### [Exercise description]
Duplicate the patent claims word for word, starting with "24. Apparatus according" and going on through "the time delays.".

### [Given passage]
START

24. Apparatus according to claim 20, wherein the computer is
adapted to receive measurements of time delays in transmission of
the communication traffic between the fixed transceivers and the
mobile units, and to estimate the respective traffic density using
the time delays.
25. Apparatus according to claim 20, wherein the statistical
information comprises statistics regarding an effect of
interference by a first one of the fixed transceivers on the
traffic exchanged between the mobile units and a second one of the
fixed transceivers.
26. Apparatus according to claim 25, wherein the statistics
comprise data regarding carrier/interference values in the traffic
exchanged between the mobile units and the second one of the fixed
transceivers.
27. Apparatus according to claim 25, wherein the computer is
adapted to determine, responsive to the statistics, an element of
an impact matrix relating the first and second ones of the fixed
transceivers.
28. Apparatus according to claim 25, wherein the statistics
comprise data regarding dropped call rates.
29. Apparatus according to claim 20, wherein the computer is
adapted to determine an optimized configuration of the fixed
transceivers responsive to the estimated traffic density.
30. Apparatus according to claim 29, wherein the optimized
configuration comprises an optimized distribution of operating
frequencies among the fixed transceivers based on the estimated
traffic density.
31. Apparatus according to claim 19, wherein the statistical
information with regard to the quality indicator comprises
statistics with regard to a signal/noise ratio associated with the
traffic.
32. Apparatus according to claim 19, wherein the statistical
information with regard to the quality indicator comprises
statistics with regard to a power level of received signals used in
carrying the traffic.

END

### [Dataset entries]
START

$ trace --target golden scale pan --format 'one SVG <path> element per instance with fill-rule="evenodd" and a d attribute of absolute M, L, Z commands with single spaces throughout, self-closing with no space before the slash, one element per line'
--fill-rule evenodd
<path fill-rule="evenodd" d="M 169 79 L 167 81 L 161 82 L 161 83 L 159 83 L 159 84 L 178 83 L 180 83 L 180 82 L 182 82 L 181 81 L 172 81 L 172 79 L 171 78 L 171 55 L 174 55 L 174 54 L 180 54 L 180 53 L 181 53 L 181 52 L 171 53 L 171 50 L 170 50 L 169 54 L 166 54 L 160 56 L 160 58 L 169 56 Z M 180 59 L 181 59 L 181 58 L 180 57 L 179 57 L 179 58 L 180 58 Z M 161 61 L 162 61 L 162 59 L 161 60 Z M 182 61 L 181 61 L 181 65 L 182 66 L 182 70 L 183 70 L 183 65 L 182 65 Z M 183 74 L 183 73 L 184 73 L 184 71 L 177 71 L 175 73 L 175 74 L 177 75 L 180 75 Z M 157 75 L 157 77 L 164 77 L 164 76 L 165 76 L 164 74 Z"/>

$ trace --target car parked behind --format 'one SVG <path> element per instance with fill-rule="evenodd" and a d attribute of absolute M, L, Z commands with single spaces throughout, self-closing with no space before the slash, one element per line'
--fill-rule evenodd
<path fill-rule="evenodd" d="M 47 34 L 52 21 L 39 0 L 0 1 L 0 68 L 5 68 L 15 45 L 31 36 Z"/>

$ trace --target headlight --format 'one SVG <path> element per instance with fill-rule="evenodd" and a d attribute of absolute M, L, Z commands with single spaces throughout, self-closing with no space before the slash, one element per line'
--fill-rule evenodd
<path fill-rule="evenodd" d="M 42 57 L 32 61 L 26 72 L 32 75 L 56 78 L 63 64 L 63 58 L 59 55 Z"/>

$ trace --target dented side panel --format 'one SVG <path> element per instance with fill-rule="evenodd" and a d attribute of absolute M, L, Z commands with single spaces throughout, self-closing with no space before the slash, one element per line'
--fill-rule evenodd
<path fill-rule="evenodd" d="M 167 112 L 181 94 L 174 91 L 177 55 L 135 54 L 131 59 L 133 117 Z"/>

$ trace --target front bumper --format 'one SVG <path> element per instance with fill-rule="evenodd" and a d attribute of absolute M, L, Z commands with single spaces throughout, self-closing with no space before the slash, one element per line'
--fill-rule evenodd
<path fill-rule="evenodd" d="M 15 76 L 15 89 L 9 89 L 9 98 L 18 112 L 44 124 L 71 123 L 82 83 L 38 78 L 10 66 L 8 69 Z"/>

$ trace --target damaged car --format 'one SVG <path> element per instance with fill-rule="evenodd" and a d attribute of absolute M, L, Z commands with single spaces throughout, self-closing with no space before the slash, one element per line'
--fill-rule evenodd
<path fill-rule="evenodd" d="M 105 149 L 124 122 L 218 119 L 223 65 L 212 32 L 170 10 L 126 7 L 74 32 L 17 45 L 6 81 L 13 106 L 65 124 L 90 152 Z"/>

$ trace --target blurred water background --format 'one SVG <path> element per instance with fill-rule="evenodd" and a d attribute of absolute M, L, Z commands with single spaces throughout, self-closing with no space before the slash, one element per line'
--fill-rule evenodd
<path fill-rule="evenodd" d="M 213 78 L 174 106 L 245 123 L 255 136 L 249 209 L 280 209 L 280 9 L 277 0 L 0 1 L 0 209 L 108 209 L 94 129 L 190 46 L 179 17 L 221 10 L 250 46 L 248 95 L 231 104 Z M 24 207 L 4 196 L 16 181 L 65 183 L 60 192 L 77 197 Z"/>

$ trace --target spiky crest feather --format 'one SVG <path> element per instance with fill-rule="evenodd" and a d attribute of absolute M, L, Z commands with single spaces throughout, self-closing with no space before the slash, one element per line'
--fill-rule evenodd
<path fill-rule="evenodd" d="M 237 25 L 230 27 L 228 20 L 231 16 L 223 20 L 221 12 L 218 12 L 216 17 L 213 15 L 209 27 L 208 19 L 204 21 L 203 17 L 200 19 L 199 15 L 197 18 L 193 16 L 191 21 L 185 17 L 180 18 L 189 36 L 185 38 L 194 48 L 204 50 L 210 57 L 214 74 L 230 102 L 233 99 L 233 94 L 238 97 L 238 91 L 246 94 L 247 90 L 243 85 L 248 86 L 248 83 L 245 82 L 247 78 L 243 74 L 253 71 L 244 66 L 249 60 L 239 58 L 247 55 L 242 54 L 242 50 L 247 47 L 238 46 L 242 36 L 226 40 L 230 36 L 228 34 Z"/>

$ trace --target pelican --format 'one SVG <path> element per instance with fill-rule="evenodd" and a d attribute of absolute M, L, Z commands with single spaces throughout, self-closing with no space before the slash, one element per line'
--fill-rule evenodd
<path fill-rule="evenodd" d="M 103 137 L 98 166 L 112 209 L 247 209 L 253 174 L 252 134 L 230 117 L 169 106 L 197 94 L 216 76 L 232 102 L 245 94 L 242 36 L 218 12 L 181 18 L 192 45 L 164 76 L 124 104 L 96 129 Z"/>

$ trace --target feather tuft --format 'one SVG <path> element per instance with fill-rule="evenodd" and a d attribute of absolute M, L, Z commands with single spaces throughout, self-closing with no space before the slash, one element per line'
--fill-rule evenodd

END

### [Final result]
24. Apparatus according to claim 20, wherein the computer is
adapted to receive measurements of time delays in transmission of
the communication traffic between the fixed transceivers and the
mobile units, and to estimate the respective traffic density using
the time delays.